» **EXERCISE AIM**
Reproduce the data, requests included, starting at its first line and stopping after the line that contains "pixel 1018 76". Multiply each coordinate in the answers by 1.6 and round to whole numbers, with halves rounded up, while leaving every number in the requests and their format samples unchanged.

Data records
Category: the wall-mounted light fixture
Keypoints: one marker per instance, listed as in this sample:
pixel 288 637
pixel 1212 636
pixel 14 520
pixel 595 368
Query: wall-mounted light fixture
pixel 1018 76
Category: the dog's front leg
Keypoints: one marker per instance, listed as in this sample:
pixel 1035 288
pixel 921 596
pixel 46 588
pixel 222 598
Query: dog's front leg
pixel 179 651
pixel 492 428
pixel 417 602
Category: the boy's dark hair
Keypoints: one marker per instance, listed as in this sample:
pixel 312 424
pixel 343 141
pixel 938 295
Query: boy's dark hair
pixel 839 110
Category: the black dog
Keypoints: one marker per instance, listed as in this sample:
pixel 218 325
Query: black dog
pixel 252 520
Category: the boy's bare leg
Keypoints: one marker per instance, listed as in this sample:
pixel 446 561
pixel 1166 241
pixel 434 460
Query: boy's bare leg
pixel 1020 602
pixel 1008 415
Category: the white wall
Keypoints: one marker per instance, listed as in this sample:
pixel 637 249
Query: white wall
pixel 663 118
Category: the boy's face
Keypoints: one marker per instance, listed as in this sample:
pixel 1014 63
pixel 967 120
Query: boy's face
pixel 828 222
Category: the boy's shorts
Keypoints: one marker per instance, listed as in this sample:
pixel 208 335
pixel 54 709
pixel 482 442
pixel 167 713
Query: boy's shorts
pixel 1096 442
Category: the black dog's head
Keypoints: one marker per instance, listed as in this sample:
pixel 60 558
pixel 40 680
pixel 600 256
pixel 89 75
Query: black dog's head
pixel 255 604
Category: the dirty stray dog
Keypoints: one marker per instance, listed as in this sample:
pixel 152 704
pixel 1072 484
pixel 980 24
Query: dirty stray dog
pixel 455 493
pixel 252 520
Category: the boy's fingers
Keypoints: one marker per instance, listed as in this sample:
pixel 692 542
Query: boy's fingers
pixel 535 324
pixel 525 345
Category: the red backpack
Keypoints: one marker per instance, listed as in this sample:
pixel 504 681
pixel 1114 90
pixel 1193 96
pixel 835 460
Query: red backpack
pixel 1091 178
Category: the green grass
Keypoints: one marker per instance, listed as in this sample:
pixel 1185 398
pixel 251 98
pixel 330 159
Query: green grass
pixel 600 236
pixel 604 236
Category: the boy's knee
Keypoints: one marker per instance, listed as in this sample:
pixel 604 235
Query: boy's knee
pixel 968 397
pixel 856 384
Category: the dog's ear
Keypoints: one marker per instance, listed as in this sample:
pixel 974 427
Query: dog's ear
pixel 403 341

» **EXERCISE RESULT**
Category: the wall-mounted light fixture
Keypoints: one marker per instance, listed as in this sample:
pixel 288 637
pixel 1212 636
pixel 14 520
pixel 595 368
Query: wall-mounted light fixture
pixel 1629 122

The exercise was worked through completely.